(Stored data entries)

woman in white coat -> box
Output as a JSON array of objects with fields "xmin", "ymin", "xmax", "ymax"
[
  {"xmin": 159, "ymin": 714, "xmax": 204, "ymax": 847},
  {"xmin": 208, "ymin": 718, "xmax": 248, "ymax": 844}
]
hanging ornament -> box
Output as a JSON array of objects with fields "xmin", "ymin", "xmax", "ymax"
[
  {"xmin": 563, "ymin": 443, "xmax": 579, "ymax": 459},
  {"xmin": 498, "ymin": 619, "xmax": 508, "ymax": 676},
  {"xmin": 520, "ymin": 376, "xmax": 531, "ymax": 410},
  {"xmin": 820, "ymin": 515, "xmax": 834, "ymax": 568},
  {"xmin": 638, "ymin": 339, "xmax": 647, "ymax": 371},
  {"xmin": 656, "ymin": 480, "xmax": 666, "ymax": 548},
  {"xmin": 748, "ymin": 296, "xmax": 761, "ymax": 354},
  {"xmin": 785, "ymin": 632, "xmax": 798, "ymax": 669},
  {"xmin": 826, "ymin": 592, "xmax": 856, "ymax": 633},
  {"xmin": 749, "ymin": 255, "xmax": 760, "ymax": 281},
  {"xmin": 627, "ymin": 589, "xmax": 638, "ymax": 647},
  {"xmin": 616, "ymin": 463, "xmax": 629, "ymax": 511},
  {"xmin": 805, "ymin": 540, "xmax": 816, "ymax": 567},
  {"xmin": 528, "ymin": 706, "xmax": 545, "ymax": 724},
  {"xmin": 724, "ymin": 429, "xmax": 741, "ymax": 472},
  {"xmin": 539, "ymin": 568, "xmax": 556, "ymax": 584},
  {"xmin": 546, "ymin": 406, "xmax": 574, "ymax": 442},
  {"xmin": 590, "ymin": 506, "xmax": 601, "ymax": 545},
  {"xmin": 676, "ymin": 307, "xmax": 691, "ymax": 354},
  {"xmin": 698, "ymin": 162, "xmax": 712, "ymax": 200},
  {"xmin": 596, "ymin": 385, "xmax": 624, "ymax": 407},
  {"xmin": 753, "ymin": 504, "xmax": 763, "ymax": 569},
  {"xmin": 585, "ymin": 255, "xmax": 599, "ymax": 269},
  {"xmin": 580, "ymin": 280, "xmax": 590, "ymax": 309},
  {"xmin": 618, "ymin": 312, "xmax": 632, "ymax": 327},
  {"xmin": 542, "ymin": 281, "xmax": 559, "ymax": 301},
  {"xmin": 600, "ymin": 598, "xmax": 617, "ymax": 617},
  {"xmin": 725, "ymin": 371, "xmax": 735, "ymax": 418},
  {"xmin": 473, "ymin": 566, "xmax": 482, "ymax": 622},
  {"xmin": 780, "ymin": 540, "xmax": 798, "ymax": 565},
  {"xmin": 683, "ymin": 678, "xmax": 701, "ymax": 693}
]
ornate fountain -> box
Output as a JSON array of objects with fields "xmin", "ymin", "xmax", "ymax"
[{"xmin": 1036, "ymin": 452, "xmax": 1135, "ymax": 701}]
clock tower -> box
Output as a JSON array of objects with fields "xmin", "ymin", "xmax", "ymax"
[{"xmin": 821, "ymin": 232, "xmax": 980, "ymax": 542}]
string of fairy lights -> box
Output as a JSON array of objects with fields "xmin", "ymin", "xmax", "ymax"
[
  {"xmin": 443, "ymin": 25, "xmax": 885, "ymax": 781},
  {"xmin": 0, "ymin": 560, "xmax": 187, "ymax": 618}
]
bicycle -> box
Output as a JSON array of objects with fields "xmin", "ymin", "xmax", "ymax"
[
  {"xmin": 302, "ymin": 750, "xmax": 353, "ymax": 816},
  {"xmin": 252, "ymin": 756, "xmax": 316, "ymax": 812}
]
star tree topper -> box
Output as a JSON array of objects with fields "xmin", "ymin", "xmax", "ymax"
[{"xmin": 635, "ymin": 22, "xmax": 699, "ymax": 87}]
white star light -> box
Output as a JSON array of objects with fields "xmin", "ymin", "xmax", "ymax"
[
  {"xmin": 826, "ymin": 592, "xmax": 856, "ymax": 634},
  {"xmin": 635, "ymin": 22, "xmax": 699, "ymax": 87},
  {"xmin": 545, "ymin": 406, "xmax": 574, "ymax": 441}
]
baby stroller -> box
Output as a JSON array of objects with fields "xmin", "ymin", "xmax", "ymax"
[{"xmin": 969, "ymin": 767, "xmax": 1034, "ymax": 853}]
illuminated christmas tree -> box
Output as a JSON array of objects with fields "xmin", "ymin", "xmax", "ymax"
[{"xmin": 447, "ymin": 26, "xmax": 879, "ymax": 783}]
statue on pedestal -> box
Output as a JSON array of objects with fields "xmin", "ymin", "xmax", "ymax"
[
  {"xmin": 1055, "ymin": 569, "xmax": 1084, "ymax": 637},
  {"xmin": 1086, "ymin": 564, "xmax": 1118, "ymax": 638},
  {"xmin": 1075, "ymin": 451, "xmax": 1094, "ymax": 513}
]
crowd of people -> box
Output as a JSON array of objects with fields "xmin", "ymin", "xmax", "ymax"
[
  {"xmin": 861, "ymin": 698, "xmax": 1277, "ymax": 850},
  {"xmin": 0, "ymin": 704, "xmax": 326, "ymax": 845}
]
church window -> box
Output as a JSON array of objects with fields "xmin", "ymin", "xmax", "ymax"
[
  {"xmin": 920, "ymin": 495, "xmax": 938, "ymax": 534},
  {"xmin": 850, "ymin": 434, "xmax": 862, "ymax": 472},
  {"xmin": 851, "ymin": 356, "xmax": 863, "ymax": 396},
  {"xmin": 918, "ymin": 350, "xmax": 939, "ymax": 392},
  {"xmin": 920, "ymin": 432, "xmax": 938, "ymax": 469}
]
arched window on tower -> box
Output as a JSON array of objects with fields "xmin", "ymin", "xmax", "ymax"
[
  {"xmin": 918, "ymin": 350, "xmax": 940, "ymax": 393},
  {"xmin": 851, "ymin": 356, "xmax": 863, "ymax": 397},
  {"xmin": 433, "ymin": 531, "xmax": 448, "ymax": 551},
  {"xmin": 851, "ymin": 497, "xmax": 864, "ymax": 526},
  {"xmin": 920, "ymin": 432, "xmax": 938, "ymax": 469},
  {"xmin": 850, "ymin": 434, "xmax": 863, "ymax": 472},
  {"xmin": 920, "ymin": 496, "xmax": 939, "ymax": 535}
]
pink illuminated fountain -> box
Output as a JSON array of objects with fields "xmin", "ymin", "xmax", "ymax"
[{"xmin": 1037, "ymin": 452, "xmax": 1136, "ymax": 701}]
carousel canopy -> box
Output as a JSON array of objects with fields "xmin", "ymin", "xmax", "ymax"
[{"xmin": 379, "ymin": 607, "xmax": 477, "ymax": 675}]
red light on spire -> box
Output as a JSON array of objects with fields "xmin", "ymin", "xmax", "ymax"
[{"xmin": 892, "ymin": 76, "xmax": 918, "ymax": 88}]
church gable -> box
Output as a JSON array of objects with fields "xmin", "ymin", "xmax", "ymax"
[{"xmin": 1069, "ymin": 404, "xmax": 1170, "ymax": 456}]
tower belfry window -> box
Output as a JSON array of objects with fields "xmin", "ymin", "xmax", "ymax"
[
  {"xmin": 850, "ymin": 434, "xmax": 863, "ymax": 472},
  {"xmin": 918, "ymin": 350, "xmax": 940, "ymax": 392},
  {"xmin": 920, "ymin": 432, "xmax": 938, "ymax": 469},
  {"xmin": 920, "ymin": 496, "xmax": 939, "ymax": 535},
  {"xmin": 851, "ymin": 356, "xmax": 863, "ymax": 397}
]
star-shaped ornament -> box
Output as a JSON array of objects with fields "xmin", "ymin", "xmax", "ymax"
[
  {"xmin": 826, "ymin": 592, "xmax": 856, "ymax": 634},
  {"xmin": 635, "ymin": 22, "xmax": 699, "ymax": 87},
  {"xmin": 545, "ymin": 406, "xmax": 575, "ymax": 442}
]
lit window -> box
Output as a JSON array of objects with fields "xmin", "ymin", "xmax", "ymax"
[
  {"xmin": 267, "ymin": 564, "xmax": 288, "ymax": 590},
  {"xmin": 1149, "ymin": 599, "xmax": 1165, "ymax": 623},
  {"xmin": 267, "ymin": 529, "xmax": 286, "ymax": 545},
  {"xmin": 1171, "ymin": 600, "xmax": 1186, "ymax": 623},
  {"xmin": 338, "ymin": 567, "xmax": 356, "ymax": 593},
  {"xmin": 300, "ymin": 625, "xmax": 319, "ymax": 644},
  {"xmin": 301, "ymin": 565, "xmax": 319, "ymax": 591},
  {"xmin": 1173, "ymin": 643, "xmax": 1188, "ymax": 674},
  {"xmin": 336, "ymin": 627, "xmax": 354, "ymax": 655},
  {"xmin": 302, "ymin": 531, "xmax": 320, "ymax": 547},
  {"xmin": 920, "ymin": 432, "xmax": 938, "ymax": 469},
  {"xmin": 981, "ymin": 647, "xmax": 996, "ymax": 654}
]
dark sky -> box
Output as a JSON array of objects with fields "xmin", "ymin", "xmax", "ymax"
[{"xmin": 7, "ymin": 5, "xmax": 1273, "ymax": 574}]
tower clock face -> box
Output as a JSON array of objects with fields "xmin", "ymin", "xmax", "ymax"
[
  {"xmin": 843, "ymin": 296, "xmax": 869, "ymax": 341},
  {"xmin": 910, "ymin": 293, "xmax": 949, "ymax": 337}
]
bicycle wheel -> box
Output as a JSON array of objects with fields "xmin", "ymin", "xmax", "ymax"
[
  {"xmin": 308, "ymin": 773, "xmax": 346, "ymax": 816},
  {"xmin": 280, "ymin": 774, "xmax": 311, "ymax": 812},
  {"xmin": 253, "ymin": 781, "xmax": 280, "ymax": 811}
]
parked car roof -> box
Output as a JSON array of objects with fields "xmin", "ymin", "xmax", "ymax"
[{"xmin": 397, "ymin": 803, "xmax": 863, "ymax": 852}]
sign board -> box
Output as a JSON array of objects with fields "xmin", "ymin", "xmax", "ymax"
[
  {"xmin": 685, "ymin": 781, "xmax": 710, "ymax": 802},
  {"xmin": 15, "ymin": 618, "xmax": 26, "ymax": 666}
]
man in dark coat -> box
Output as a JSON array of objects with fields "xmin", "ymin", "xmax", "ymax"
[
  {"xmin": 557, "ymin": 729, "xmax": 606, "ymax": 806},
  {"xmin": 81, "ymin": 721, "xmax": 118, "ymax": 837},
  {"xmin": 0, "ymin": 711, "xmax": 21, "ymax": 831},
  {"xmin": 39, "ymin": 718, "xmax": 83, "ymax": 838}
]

**WHAT TO PRODUCE:**
Only the lines containing the string "window" are needed; pull them out of the records.

**TASK ANSWER:**
church window -> box
arched window on tower -> box
tower belfry window -> box
lit window -> box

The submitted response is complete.